═══ TEXTO DE ESTUDO

Hermann apreciava muito a arte e tinha muita dedicação com os detalhes, tudo tinha que ficar em perfeita harmonia. As acomodações eram compostas por 12 quartos, entre eles os com temática “Alemã”, “Chinesa” e “Portuguesa”. O quarto com temática chinesa por exemplo, tinha desenhos orientais feitos por artistas plásticos europeus, os quais Gehrmann contratava. Esses artistas vinham ao Brasil, ficam uns 04 meses com tudo pago, e após executadas as obras retornavam. O Hotel era uma exposição permanente de trabalhos de artistas plásticos importantes na época, obras que ficavam espalhadas pelas dependências do Hotel.
As obras desenhadas nas paredes do Hotel pelo pintor austríaco Hans Zangel, retratavam aspectos peculiares da colonização de Santa Catarina. Gehrmann era amante das mais diferentes culturas e tradições. As colunas centrais do Hotel apresentavam esculturas inspiradas na mitologia grega. Feitas de cimento, tijolo, areia e até em seu interior pedaços de madeira, foram elaboradas pelo escultor Erwin Curt Teichmann em 1952. Essas 07 esculturas não foram destruídas em 1983, quando um trator desmanchou as ruínas que ainda existiam na propriedade. Rubens Radke as “salvou” antes do desmanche das ruínas, obtendo autorização do dono do terreno de poder retirá-las.
As esculturas ficaram com a família Radke até meados de 1998 a 1999, quando foram vendidas para o empresário Wandér Weege. As sete esculturas foram restauradas por Hermann Theichmann, filho do escultor. Atualmente as esculturas que são acervo do empresário Wandér Weege, estão expostas no hall do Teatro Municipal de Pomerode. No Hotel também havia muitas outras obras de Erwin Curt Teichmann. Gehrmann fora o mecenas do escultor, viajavam juntos para divulgar o artista e patrocinar as exposições. Seu bom gosto, seu fascínio pela arte e a determinação de oferecer e atender com o melhor que havia disponível, fez com que cada vez mais gastasse mais do que podia. Ele gostava do luxo, “do chique”.

══════
═══ DADOS DISPONÍVEIS

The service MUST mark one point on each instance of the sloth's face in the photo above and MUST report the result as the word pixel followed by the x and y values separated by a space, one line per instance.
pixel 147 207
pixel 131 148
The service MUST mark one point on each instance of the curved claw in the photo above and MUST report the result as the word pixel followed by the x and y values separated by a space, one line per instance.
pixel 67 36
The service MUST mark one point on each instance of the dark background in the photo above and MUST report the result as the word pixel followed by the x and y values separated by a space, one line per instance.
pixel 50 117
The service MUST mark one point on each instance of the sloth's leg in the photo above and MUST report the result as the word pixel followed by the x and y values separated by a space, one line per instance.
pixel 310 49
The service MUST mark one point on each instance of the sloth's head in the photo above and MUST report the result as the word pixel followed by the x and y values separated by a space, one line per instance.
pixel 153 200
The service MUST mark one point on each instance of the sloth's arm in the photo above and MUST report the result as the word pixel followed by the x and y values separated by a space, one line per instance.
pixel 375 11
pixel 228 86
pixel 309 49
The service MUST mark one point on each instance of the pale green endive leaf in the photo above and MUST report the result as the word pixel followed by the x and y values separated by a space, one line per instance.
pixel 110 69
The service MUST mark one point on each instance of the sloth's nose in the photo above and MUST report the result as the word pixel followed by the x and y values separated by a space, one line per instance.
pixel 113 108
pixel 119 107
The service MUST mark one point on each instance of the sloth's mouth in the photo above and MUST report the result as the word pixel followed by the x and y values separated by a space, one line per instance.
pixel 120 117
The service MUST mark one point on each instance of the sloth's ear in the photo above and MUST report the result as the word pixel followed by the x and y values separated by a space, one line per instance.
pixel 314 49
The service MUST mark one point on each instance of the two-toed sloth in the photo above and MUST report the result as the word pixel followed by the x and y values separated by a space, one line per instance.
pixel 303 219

══════

▸ **O QUE FAZER**
- A) Reescreva o trecho do texto sobre o hotel que começa em "As obras desenhadas" e termina em "de poder retirá-las.", trocando "pintor austríaco" por "artista austríaco".
- B) Por favor, prossiga o texto sobre o hotel a partir da última frase apresentada.

▸ **RESPOSTAS DOS EXERCÍCIOS**
- A)
As obras desenhadas nas paredes do Hotel pelo artista austríaco Hans Zangel, retratavam aspectos peculiares da colonização de Santa Catarina. Gehrmann era amante das mais diferentes culturas e tradições. As colunas centrais do Hotel apresentavam esculturas inspiradas na mitologia grega. Feitas de cimento, tijolo, areia e até em seu interior pedaços de madeira, foram elaboradas pelo escultor Erwin Curt Teichmann em 1952. Essas 07 esculturas não foram destruídas em 1983, quando um trator desmanchou as ruínas que ainda existiam na propriedade. Rubens Radke as “salvou” antes do desmanche das ruínas, obtendo autorização do dono do terreno de poder retirá-las.

- B)
Alguns destacam que Hermann não era um bom administrador, e isso, gradativamente o levou a falência financeira. O Hotel fecha suas portas por volta de 1963/1964. Grande parte do que havia no Hotel falido foi utilizado como forma de pagamento, logo depois ocorreu o abandono do prédio. Aos poucos, a natureza foi tomando conta do local, com o teto apodrecendo e entre uma pedrada e outra arremessada pelas crianças, as janelas iam sendo invadidas pelas trepadeiras que “abraçavam” o prédio como um todo. As pessoas passavam na frente do local abandonado que despertava um ar misterioso, e, muitas invasões e histórias foram sendo criadas em torno daquele cenário. As areias que um dia haviam sido retiradas do Rio do Testo e usadas para a construção do “Castelinho”, aos poucos iam desmoronando e sendo soterradas em 1983. Seu pouco tempo de glória, deixaram no imaginário muitas histórias e lendas.
*O livro OASIS ERINNERUNGEN de Betina Riffel foi uma fonte importante para elaboração deste artigo.